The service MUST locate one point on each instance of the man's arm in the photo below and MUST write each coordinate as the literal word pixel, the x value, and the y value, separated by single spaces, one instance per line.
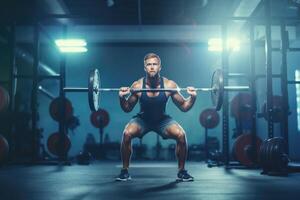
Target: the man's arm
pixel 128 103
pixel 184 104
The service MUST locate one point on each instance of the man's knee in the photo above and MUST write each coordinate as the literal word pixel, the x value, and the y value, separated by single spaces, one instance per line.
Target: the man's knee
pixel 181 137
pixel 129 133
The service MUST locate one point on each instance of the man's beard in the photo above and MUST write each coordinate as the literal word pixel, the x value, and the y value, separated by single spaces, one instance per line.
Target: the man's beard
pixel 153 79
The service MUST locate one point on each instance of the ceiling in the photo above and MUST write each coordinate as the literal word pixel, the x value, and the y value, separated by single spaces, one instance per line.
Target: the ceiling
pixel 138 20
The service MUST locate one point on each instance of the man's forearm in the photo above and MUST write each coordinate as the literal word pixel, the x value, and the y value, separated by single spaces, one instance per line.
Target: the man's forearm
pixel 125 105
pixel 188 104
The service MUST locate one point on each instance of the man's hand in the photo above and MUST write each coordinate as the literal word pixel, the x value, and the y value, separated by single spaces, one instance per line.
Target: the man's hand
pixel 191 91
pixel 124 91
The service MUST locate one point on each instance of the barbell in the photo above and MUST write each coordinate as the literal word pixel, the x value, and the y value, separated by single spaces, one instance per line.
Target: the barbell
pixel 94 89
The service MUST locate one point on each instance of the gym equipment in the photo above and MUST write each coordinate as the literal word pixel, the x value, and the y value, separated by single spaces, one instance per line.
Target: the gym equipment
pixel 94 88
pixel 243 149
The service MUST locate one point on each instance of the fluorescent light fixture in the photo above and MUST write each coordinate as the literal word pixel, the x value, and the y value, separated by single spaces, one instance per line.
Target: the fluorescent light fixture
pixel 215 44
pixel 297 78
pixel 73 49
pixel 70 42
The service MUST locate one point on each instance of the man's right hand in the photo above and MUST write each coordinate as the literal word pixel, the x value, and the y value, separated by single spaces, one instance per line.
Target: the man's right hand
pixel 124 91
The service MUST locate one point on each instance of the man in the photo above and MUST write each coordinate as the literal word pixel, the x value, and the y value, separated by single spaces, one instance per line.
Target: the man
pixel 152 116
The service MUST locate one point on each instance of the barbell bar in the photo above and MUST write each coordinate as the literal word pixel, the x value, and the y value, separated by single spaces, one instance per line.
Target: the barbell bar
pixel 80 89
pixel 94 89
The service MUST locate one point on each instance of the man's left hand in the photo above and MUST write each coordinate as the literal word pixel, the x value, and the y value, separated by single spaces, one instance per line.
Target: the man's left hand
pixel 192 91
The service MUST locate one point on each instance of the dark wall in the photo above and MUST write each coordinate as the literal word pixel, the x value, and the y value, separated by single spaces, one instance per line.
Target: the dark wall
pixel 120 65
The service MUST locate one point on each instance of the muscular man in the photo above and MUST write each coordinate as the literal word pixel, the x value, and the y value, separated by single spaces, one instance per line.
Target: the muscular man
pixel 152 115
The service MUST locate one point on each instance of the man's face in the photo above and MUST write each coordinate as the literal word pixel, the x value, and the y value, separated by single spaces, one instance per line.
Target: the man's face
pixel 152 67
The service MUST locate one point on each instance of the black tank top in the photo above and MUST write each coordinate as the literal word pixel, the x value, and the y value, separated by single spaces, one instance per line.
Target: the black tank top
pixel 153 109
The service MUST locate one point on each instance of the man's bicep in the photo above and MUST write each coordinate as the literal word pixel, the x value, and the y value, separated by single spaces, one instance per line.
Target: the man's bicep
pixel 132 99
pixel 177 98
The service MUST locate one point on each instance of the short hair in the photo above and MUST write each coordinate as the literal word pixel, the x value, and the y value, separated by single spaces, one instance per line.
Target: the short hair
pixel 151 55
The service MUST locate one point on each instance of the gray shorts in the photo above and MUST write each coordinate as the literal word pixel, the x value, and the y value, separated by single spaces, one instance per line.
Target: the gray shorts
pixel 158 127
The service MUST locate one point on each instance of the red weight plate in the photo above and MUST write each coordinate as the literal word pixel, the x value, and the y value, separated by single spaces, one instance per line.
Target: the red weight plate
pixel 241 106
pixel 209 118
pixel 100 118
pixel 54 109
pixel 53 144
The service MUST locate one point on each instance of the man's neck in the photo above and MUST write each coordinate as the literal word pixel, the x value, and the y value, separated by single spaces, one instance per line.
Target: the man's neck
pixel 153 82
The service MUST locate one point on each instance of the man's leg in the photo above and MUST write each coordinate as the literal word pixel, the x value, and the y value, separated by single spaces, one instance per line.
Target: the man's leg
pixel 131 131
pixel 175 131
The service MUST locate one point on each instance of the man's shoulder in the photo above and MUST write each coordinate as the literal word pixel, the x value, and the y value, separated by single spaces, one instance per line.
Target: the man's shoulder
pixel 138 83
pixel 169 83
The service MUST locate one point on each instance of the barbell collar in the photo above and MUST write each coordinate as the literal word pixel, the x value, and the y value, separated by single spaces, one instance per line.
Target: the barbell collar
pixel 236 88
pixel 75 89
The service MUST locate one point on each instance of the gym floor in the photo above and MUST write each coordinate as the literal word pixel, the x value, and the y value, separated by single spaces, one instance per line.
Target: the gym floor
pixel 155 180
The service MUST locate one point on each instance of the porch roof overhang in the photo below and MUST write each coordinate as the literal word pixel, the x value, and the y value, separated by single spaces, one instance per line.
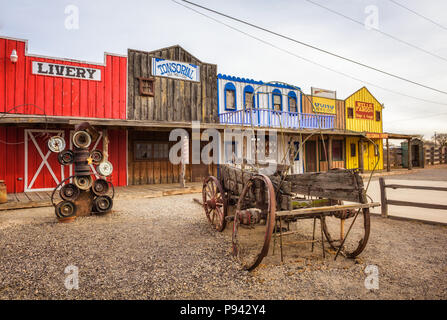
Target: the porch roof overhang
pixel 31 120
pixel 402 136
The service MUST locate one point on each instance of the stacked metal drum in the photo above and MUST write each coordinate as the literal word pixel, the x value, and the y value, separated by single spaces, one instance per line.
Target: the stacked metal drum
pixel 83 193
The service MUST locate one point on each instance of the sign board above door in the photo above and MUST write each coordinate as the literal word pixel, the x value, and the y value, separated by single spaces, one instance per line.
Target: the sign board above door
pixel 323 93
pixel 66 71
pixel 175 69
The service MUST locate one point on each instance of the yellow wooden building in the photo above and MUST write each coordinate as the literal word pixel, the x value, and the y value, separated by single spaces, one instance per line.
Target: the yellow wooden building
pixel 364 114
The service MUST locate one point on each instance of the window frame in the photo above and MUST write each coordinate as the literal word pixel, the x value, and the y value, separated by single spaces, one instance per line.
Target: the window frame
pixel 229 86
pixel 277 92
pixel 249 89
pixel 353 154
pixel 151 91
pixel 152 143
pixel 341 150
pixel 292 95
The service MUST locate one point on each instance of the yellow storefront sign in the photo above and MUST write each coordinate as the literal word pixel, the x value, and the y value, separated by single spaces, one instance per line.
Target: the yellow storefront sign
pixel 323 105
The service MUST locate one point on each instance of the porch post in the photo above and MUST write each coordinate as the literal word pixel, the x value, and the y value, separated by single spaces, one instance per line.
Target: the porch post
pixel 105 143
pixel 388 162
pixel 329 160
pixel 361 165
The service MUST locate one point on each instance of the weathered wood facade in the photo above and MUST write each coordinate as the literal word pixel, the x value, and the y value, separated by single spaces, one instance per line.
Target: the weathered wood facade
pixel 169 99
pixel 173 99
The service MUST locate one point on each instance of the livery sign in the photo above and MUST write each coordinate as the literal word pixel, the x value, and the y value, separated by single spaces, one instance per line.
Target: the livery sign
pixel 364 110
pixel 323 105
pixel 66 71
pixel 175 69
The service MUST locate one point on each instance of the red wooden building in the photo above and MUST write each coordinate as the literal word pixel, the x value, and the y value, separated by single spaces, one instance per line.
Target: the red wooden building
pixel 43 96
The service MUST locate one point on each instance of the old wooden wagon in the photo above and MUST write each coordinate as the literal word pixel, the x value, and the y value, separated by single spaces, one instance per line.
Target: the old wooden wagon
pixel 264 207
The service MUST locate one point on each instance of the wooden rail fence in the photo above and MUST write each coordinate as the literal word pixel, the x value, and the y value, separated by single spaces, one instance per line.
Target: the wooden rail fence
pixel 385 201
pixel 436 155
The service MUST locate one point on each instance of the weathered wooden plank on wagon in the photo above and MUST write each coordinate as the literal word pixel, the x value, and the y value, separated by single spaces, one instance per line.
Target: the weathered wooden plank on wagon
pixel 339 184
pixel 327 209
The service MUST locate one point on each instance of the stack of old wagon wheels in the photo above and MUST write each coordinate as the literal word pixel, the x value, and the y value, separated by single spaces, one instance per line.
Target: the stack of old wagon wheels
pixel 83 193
...
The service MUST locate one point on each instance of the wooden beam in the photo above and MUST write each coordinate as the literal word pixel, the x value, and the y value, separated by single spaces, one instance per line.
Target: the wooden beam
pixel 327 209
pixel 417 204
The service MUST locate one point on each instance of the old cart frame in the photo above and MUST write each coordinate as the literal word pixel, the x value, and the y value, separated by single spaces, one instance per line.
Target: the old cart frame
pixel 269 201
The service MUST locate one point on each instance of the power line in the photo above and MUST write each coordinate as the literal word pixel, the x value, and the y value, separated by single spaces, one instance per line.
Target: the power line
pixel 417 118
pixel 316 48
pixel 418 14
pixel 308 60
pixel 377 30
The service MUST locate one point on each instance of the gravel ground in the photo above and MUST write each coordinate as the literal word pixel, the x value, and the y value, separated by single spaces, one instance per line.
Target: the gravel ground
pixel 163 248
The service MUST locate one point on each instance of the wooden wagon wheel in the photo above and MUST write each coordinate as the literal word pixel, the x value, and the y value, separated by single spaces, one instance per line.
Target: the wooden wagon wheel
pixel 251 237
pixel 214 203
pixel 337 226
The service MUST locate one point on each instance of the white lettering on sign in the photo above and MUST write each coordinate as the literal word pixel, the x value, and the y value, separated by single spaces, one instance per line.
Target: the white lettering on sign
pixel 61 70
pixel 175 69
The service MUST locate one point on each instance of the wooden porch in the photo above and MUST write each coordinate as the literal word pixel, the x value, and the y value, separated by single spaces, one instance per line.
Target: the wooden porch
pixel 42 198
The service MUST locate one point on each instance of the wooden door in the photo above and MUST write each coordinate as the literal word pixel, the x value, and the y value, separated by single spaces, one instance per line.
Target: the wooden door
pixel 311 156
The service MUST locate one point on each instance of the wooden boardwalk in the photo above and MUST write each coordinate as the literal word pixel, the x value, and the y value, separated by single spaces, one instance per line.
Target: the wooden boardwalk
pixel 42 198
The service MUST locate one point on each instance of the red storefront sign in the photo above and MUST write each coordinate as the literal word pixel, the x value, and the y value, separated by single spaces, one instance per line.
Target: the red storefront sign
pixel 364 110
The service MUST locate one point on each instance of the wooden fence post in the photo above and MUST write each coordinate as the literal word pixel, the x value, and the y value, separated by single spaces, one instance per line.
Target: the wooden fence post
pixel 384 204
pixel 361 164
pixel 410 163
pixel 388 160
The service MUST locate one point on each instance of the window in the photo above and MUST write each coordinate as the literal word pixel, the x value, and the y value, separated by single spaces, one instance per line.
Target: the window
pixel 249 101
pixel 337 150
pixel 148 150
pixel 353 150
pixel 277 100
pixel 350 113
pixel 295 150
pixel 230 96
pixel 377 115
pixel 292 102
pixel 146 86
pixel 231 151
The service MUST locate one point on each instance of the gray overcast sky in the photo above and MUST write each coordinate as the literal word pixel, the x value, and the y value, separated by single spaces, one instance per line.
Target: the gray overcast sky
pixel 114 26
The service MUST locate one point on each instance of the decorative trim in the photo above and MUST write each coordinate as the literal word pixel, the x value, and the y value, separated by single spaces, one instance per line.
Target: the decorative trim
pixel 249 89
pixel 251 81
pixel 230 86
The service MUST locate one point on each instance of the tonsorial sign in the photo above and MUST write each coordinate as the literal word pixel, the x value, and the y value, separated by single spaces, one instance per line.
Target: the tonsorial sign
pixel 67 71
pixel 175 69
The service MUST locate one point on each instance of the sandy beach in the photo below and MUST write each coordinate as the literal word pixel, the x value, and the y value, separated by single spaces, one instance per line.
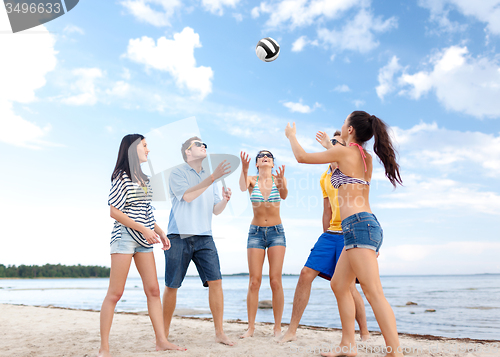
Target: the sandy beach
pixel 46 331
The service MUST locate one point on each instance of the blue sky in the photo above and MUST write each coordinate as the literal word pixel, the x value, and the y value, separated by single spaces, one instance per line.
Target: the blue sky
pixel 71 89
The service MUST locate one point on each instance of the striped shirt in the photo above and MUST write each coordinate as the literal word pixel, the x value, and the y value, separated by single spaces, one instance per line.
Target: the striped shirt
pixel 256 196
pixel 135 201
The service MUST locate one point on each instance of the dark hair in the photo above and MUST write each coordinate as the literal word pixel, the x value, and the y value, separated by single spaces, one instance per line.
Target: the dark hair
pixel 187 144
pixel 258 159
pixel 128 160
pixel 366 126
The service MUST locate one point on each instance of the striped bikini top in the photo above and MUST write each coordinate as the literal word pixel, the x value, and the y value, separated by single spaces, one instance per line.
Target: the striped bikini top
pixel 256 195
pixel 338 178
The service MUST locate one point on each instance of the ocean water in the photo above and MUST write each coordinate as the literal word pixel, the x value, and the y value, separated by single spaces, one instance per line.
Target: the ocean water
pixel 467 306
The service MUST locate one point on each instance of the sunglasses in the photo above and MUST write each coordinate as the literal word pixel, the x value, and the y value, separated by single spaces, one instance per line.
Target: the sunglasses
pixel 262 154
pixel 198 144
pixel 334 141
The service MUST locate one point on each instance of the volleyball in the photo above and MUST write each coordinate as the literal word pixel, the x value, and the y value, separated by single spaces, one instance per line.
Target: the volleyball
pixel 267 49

--- Work to be completed ---
What is wanted is an exact copy of the lines above from the one containing "man's arm in" through the one containing "man's hand in", with no pictures in it.

--- Your solution ---
The service MUST locate one point on each instance of the man's arm in the photo below and MUST write each coordinate as the literal word pixel, the x value, and the y value, separated by single spaces, one instance per line.
Target: the man's arm
pixel 128 103
pixel 184 104
The service MUST locate one point on each instance of the man's knee in the photo above and MUST write each coordinate as the literal word pixel, the x value, and the y value, separated by single spaces, one instance per line.
Target: the man's knee
pixel 181 137
pixel 129 133
The service MUST locate one point on each instance of the man's beard in the photo above and MUST write each coordinate as the literal word pixel, the x value, and the y value, separated by single spaces, one instance per line.
Target: the man's beard
pixel 153 79
The service MUST locate one point on each instance of the ceiling in the photo above and MUST write each coordinate as the literal word pixel, the x value, and the y value, separated by single spaces, one instance per line.
Target: the ceiling
pixel 138 20
The service MUST locate one point on each instance of the man's forearm in the photo above and MUST write each coordinate as the literal word pixel, the x value, and the y value, separated by single spaces, one instance per line.
Target: the man's forearm
pixel 125 105
pixel 188 104
The service MUST locate one point on each instance of the man's hand in the photo above and MUST write each coordinate as the literal word pixel, the x value, and the y value, separated by single spaces, one instance per line.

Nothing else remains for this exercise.